**Work task:**
The answer should consist of all the records, written out word for word.

########

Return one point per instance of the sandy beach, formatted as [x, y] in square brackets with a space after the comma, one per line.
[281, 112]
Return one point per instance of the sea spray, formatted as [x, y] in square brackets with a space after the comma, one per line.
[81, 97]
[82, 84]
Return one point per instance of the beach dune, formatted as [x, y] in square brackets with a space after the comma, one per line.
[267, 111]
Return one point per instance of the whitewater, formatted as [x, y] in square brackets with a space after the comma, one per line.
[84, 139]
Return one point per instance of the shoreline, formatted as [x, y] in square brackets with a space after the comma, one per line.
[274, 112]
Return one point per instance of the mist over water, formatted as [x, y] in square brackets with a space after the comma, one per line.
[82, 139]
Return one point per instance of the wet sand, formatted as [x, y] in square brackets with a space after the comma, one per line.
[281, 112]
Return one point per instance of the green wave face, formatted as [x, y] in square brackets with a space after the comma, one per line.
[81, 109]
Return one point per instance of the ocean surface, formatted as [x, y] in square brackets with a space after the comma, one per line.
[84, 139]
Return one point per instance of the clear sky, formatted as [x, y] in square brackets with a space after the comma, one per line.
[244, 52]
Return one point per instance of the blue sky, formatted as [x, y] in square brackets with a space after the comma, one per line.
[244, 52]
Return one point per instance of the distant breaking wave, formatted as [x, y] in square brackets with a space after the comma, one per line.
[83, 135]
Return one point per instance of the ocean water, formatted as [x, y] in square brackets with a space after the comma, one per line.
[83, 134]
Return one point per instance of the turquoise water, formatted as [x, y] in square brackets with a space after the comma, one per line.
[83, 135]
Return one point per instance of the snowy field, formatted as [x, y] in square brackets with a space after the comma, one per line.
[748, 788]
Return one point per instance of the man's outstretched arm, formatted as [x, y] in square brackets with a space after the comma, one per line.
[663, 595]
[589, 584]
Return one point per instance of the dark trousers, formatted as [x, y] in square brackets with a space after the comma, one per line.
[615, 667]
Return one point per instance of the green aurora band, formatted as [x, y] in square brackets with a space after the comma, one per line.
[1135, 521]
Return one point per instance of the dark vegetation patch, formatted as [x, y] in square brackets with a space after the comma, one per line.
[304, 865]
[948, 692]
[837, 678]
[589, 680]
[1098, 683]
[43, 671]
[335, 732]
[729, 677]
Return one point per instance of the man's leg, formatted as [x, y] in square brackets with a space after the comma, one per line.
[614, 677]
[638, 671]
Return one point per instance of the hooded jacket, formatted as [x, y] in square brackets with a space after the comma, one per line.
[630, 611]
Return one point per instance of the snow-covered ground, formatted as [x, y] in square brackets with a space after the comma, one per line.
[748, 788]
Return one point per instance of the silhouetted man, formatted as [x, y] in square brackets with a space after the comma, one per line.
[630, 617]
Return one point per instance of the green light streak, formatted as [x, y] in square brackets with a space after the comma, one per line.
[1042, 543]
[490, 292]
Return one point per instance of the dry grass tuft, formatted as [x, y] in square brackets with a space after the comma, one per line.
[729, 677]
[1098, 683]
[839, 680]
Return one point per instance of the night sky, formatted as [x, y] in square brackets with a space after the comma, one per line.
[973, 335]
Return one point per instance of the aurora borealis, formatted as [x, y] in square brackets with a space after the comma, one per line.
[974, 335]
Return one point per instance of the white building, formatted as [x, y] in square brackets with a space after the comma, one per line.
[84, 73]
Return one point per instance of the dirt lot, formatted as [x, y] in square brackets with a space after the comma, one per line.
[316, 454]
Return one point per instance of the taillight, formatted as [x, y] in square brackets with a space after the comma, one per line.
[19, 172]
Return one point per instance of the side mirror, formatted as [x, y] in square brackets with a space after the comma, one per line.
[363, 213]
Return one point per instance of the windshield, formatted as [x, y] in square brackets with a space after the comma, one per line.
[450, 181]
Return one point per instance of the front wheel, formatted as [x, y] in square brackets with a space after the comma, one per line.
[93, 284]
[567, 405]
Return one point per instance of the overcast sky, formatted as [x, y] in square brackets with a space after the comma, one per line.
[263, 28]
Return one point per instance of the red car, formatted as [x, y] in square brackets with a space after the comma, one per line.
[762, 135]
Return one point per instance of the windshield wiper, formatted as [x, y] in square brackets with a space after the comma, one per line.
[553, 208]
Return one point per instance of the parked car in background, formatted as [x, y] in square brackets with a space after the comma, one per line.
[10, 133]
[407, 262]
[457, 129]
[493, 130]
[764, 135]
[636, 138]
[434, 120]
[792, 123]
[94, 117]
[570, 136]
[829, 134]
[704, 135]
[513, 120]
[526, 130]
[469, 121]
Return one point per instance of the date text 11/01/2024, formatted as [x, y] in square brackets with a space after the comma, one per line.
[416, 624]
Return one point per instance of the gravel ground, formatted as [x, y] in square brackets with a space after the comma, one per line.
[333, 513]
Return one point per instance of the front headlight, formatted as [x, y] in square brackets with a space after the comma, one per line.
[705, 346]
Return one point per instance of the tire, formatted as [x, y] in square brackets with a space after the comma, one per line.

########

**Final answer:**
Return one point per instance of the sandy beach, formatted as [x, y] in square brackets with a space after the comma, one per line.
[281, 112]
Return one point per instance of the sea spray, formatted as [x, y] in square brackets with a space after the comma, one per line.
[81, 97]
[82, 84]
Return one point per instance of the beach dune, formatted as [x, y] in square brackets with a space after the comma, one per line.
[267, 111]
Return one point per instance of the whitewater, formatted as [x, y] in square brackets with a space after the comma, one per line.
[84, 139]
Return one point per instance of the shoreline, formatted as [x, y] in square brackets with a space after the comma, one per line.
[274, 112]
Return one point per instance of the mist over water, formatted as [x, y] in square brackets with a space after the comma, one per line.
[82, 139]
Return one point per instance of the wet sand, formatted as [x, y] in square brackets with a space after the comma, one per line.
[281, 112]
Return one point per instance of the green wave face, formatted as [x, y] in square brackets with a space after the comma, one per line.
[81, 109]
Return one point per instance of the ocean surface, formatted as [x, y] in square brackets with a space after the comma, one per line.
[84, 139]
Return one point per instance of the clear sky, formatted as [x, y] in square brackets with a space after the comma, one per line.
[244, 52]
Return one point per instance of the blue sky, formatted as [x, y] in square brackets with a space after the comma, one per line.
[244, 52]
Return one point per instance of the distant breaking wave, formatted as [x, y] in square brackets with a space after the comma, one per line.
[83, 135]
Return one point per instance of the ocean water, formatted as [x, y] in square brackets with a space after the comma, one per line.
[83, 134]
Return one point per instance of the turquoise water, formatted as [x, y] in square brackets with a space after the comma, one per line.
[83, 135]
Return one point per instance of the snowy field, formatted as [x, y] in square brackets with a space after the comma, one per line.
[748, 788]
Return one point per instance of the man's outstretched arm, formatted as [x, y] in square brackets with a space after the comma, one per line.
[663, 595]
[589, 584]
Return one point per instance of the dark trousers, formatted as [x, y] in square brackets with a space after the comma, one per line.
[615, 667]
Return one point per instance of the green aurora band, formatted as [x, y] in square brackets with a space after the comma, one per line.
[1135, 521]
Return one point per instance of the dark vegetation patch, formatted as [x, y] in square brackets with a space after the comma, one per line.
[304, 865]
[948, 692]
[837, 678]
[589, 680]
[1098, 683]
[43, 671]
[335, 732]
[729, 677]
Return one point per instance of the man's leg, formatted as [x, y] in square brackets with a space after the comma, one per line.
[614, 677]
[638, 671]
Return one point per instance of the hooded jacket, formatted as [x, y] in square brackets with a space after the comma, one per line.
[630, 611]
Return one point per instance of the snow-covered ground, formatted as [x, y] in square brackets with a space after the comma, one per line.
[748, 788]
Return one point per instance of the silhouetted man, formatted as [x, y] in square brackets with a space after the comma, one per line.
[630, 617]
Return one point per instance of the green light streak, formatted as [x, y] in square brackets with a space after the comma, one per line.
[1042, 543]
[490, 292]
Return one point per instance of the dry grass tuft, formatted as [x, y] in square brackets with a space after the comma, one per line.
[729, 677]
[1098, 683]
[839, 680]
Return one point per instance of the night sky, formatted as [x, y] in square brackets with a space after the comma, one per line.
[973, 335]
Return one point per instance of the aurora borealis, formatted as [x, y] in square brackets with a space after the comma, one per line.
[974, 335]
Return one point per instance of the white building, formatted as [x, y] in square brackets with a space after the comma, one per line.
[84, 73]
Return one point per instance of the dirt lot, formatted as [x, y] in square brackets with a space after the comma, one per line.
[316, 454]
Return one point per instance of the taillight, formatted as [x, y] in square brackets with a space after the comma, one per line.
[19, 172]
Return one point per instance of the side mirror, formatted as [x, y] in square brackets with a space after the comma, one per line.
[363, 213]
Return one point per instance of the windshield, formatted as [x, y] in square brackets with a space after the comma, one per line.
[450, 181]
Return one point per instance of the front wheel, formatted as [x, y] in square brackets with a space after the comma, one per line.
[93, 284]
[567, 405]
Return one point per instance of the overcast sky, formatted as [x, y] in square brackets with a space after the comma, one per line.
[263, 28]
Return one point per instance of the red car, formatted as [x, y] in square brackets with a space after the comma, one per line.
[762, 135]
Return one point per instance of the windshield wiper, formatted as [x, y] in square brackets with a space after the comma, one per line.
[553, 208]
Return one point per instance of the parked car in background, formatted as [x, y] in square brackets with a space after the comma, one per line.
[10, 133]
[407, 262]
[457, 129]
[493, 130]
[764, 135]
[636, 138]
[434, 120]
[792, 123]
[94, 117]
[570, 136]
[829, 134]
[704, 135]
[513, 120]
[526, 130]
[469, 121]
Return one point per instance of the date text 11/01/2024, formatted as [x, y] in square brackets with a space after the comma, one per line.
[416, 624]
Return one point per instance of the gravel ground, formatted as [x, y] in square brackets with a space after the comma, one per line.
[333, 513]
Return one point per instance of the front headlight, formatted as [x, y] in square brackets with a space after the comma, one per line.
[705, 346]
Return one point per instance of the tire, formatted as [x, y] in square brackets with a space after the comma, one per line.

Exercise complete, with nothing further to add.